**Dataset rows**
★ ★ ★ ★ ★ ★ ★
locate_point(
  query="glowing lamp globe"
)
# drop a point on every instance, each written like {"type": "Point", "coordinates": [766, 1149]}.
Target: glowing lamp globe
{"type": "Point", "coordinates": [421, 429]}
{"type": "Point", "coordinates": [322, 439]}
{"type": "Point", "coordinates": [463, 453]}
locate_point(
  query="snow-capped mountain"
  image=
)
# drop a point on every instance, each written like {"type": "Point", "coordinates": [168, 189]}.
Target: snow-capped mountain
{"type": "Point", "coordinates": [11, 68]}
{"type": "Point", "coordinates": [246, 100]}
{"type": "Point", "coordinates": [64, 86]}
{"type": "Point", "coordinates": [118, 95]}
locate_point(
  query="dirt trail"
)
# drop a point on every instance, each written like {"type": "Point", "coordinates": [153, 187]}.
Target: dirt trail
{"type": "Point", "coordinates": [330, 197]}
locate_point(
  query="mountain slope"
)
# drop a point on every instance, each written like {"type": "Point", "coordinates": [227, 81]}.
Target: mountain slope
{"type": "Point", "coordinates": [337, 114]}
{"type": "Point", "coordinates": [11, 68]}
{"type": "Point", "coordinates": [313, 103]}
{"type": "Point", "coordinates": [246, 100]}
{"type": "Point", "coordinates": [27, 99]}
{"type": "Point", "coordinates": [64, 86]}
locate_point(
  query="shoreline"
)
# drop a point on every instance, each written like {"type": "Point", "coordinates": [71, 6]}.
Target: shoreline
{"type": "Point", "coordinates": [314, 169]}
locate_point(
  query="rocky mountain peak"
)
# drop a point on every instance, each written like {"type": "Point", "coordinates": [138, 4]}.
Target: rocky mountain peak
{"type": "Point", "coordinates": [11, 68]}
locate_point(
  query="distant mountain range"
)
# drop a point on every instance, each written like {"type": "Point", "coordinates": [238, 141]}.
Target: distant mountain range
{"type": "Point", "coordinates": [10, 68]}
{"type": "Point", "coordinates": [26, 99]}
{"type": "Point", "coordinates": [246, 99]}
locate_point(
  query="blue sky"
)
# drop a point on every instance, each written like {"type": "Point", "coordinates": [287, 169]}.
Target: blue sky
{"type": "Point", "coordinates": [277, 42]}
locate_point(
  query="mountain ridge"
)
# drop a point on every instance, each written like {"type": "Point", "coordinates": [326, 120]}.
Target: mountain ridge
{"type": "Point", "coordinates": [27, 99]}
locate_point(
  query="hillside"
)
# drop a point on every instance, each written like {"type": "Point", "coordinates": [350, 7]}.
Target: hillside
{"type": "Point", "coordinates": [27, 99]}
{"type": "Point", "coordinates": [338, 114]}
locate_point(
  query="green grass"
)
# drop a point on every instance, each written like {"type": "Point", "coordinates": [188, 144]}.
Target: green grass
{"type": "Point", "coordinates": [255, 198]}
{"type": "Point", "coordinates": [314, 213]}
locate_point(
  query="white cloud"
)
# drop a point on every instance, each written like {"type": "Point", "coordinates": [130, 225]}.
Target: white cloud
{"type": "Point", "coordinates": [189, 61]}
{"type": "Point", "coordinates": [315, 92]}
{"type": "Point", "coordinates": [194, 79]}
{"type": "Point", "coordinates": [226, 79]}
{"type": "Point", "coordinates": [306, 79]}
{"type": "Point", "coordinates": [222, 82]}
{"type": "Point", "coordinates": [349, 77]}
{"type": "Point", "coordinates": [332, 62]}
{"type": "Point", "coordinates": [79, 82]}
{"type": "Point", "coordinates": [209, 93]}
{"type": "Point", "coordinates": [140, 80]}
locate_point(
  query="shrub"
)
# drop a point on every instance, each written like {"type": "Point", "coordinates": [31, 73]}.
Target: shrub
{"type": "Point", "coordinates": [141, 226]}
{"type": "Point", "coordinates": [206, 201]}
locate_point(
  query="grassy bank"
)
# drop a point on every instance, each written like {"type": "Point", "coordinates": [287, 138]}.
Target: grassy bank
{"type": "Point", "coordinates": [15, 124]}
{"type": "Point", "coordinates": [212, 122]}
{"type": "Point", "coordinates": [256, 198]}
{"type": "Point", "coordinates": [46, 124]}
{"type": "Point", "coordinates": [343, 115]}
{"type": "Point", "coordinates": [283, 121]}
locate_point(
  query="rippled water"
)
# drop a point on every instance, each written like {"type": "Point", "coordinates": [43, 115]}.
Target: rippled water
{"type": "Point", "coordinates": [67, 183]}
★ ★ ★ ★ ★ ★ ★
**SET PROBLEM**
Output all preceding records character for character.

**TASK RESPONSE**
locate_point(
  query="glowing lamp globe"
)
# drop a point on every instance, each written like {"type": "Point", "coordinates": [766, 1149]}.
Target: glowing lamp globe
{"type": "Point", "coordinates": [421, 429]}
{"type": "Point", "coordinates": [322, 439]}
{"type": "Point", "coordinates": [463, 453]}
locate_point(
  query="snow-capped mountain"
  image=
)
# drop a point on every instance, each written like {"type": "Point", "coordinates": [168, 189]}.
Target: snow-capped mountain
{"type": "Point", "coordinates": [11, 68]}
{"type": "Point", "coordinates": [246, 100]}
{"type": "Point", "coordinates": [64, 86]}
{"type": "Point", "coordinates": [118, 95]}
locate_point(
  query="dirt trail"
)
# drop a point on every instance, each written like {"type": "Point", "coordinates": [153, 187]}.
Target: dirt trail
{"type": "Point", "coordinates": [330, 197]}
locate_point(
  query="mountain slope"
)
# drop a point on every instance, each written like {"type": "Point", "coordinates": [227, 81]}.
Target: mountain slope
{"type": "Point", "coordinates": [337, 114]}
{"type": "Point", "coordinates": [11, 68]}
{"type": "Point", "coordinates": [313, 103]}
{"type": "Point", "coordinates": [246, 100]}
{"type": "Point", "coordinates": [27, 99]}
{"type": "Point", "coordinates": [64, 86]}
locate_point(
  query="shoreline"
)
# drop a point on every instance, each written like {"type": "Point", "coordinates": [71, 6]}.
Target: shoreline
{"type": "Point", "coordinates": [314, 169]}
locate_point(
  query="rocky mountain peak"
)
# drop a point on every instance, each written like {"type": "Point", "coordinates": [138, 4]}.
Target: rocky mountain peak
{"type": "Point", "coordinates": [11, 68]}
locate_point(
  query="distant mountain range"
)
# drop a point on every instance, each written like {"type": "Point", "coordinates": [238, 141]}.
Target: distant mountain range
{"type": "Point", "coordinates": [10, 68]}
{"type": "Point", "coordinates": [26, 99]}
{"type": "Point", "coordinates": [246, 99]}
locate_point(
  query="blue sky"
)
# drop a point on every instance, each written like {"type": "Point", "coordinates": [287, 169]}.
Target: blue sky
{"type": "Point", "coordinates": [277, 42]}
locate_point(
  query="mountain ridge"
)
# drop a point on every instance, each written like {"type": "Point", "coordinates": [326, 120]}.
Target: mountain ridge
{"type": "Point", "coordinates": [27, 99]}
locate_point(
  query="hillside"
)
# drop a point on every instance, each written like {"type": "Point", "coordinates": [350, 7]}.
Target: hillside
{"type": "Point", "coordinates": [27, 99]}
{"type": "Point", "coordinates": [338, 114]}
locate_point(
  query="green grass"
)
# drop a point on every instance, each written like {"type": "Point", "coordinates": [188, 144]}.
Target: green grass
{"type": "Point", "coordinates": [255, 198]}
{"type": "Point", "coordinates": [314, 213]}
locate_point(
  query="white cloud"
)
# drop a point on every instance, each written like {"type": "Point", "coordinates": [130, 225]}.
Target: white cloud
{"type": "Point", "coordinates": [189, 61]}
{"type": "Point", "coordinates": [315, 92]}
{"type": "Point", "coordinates": [194, 79]}
{"type": "Point", "coordinates": [226, 79]}
{"type": "Point", "coordinates": [306, 79]}
{"type": "Point", "coordinates": [222, 82]}
{"type": "Point", "coordinates": [349, 77]}
{"type": "Point", "coordinates": [332, 62]}
{"type": "Point", "coordinates": [79, 82]}
{"type": "Point", "coordinates": [209, 93]}
{"type": "Point", "coordinates": [140, 80]}
locate_point(
  query="shrub"
)
# drop a point on every instance, each written like {"type": "Point", "coordinates": [31, 73]}.
Target: shrub
{"type": "Point", "coordinates": [141, 226]}
{"type": "Point", "coordinates": [206, 201]}
locate_point(
  query="grassy bank"
)
# drop a point on every instance, each written like {"type": "Point", "coordinates": [287, 138]}.
Target: grassy bank
{"type": "Point", "coordinates": [15, 124]}
{"type": "Point", "coordinates": [212, 122]}
{"type": "Point", "coordinates": [256, 198]}
{"type": "Point", "coordinates": [46, 124]}
{"type": "Point", "coordinates": [343, 115]}
{"type": "Point", "coordinates": [283, 121]}
locate_point(
  query="rippled water"
)
# drop a point on every instance, each written like {"type": "Point", "coordinates": [43, 115]}.
Target: rippled water
{"type": "Point", "coordinates": [67, 183]}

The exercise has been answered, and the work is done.